_依頼内容_
株主優待についての本文から、「このとき、企業の資産はこの分だけ減少します。」を含む語句で始まり「まえば、意味がありませんね。」で終わる部分を、「企業」を「会社」に変えて書き出してください。

_本文_

%%

株主優待というのは日本の独特な文化で、株主優待をテーマにした雑誌等が出版されるなど、一般的にも受け入れられているように思います。
しかし、株主優待目当ての投資は、本当にお得なものなのでしょうか?
この記事は、株主優待目当ての投資をするうえで知っておきたいメリットとデメリットについてまとめています。
- デメリット①株主優待をもらうと株価は下がる
- デメリット②株主優待はある日突然改悪される
- デメリット③多くの種類の株式を管理するのは面倒
- メリット①株主優待は節税になる
- メリット②株主優待には「お得感」がある
- メリット③パートナーから「投資はやめて」といわれるリスクを回避できるかも?
- 株主優待のまとめ
- 投資信託は株主優待をどのように処分・換金しているか?(補足)
デメリット①株主優待をもらうと株価は下がる
企業が株主優待を株主に配ると、理論上、株価は下がります。
理由は2点あります。
理由1.株主優待目当てで保有していた人が株を売却するから
株主優待をもらえる権利を獲得したらすぐに売却してしまうという方がいます。
人間は遠い未来にもらえるかもしれない利益よりも、近い将来確実にもらえる利益を過大評価する傾向があります。これは厳しい自然環境で生きていたころの本能であり、多くの人にとっての行動原理となっているものです。
人は確実にもらえることが分かっている株主優待を過大評価しがちであり、将来的な株価の上昇については過小評価しがちです。
ゆえに、株主優待目当てに株を買い、優待をもらったら売却するという人が現れます。
株が売られると、当然、その株価は需要と供給の関係により下落します。
理由2.株主優待とは要するに配当と同じである
株主優待は、配当が物に姿を変えたものであり、本質的には配当と同じものです。
企業が配当を出すとき、どこからお金を出すかというと、当然ですが企業が得た利益から出します。
このとき、企業の資産はこの分だけ減少します。
企業の資産が減少するということは、企業の価値が下がるということなので、理論上はその分だけ株価は下落します。
つまり、企業が株主優待(配当)を分配すると、その価値の分だけ株価が下落するのです。
せっかく株主優待をもらっても、その価値の分だけ株価が下がってしまえば、意味がありませんね。
しかし待ってください。
まったく意味がないこともありません。
デメリット②株主優待はある日突然改悪される
企業の業績が悪くなると、当然のことながら、株主に還元されるお金も減らさざるを得なくなります。
そんなとき、真っ先に矛先を向けられるのは、株主優待です。
そもそも、株主優待は法的義務を負わないものであり、あくまでも企業の好意によるものなので、配当等と比べると「切りやすい」からです。
2016年7月に事件は起きました。
大盤振る舞いの株主優待をしていたヴィレッジヴァンガードは、それまで無条件に利用できた1000円分の商品券を、2000円ごとに1枚しか利用できないように改悪しました。
するとどうでしょう。
たった一日で、株価は20%前後も暴落してしまいました。

%%

_一覧_
%%

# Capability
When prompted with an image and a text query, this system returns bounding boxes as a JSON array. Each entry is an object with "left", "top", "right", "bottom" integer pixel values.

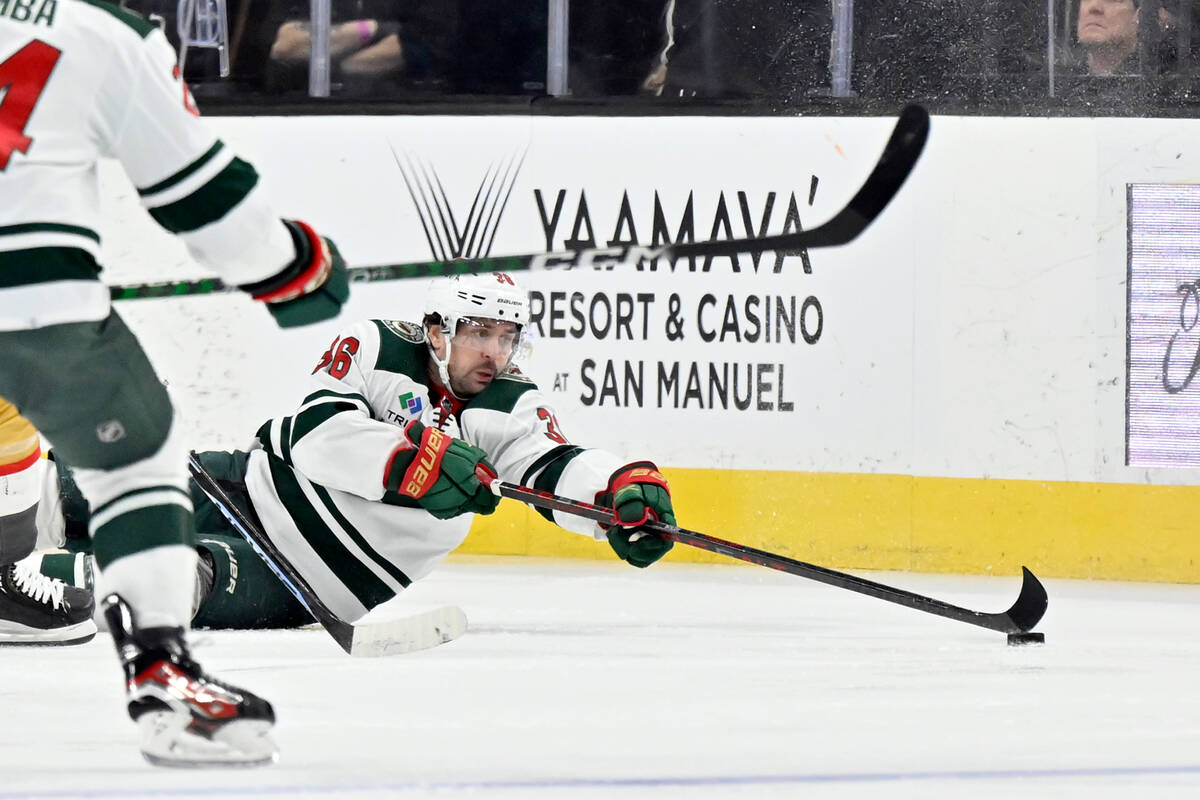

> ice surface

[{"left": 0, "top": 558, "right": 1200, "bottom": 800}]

%%
%%

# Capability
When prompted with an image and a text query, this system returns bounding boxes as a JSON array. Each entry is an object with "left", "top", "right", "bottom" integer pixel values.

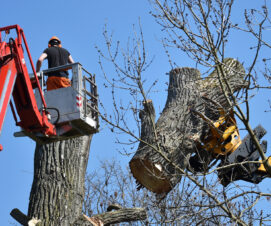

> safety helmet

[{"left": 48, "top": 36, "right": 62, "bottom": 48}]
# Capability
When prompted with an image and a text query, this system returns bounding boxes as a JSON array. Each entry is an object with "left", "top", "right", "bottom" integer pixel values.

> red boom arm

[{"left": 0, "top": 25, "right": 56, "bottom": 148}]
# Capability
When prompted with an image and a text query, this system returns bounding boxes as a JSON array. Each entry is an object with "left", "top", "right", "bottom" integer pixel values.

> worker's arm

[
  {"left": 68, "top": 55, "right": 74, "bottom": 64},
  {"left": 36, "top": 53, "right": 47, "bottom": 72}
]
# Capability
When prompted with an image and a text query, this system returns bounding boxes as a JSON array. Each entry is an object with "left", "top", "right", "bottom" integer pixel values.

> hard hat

%%

_回答_
このとき、会社の資産はこの分だけ減少します。
会社の資産が減少するということは、会社の価値が下がるということなので、理論上はその分だけ株価は下落します。
つまり、会社が株主優待(配当)を分配すると、その価値の分だけ株価が下落するのです。
せっかく株主優待をもらっても、その価値の分だけ株価が下がってしまえば、意味がありませんね。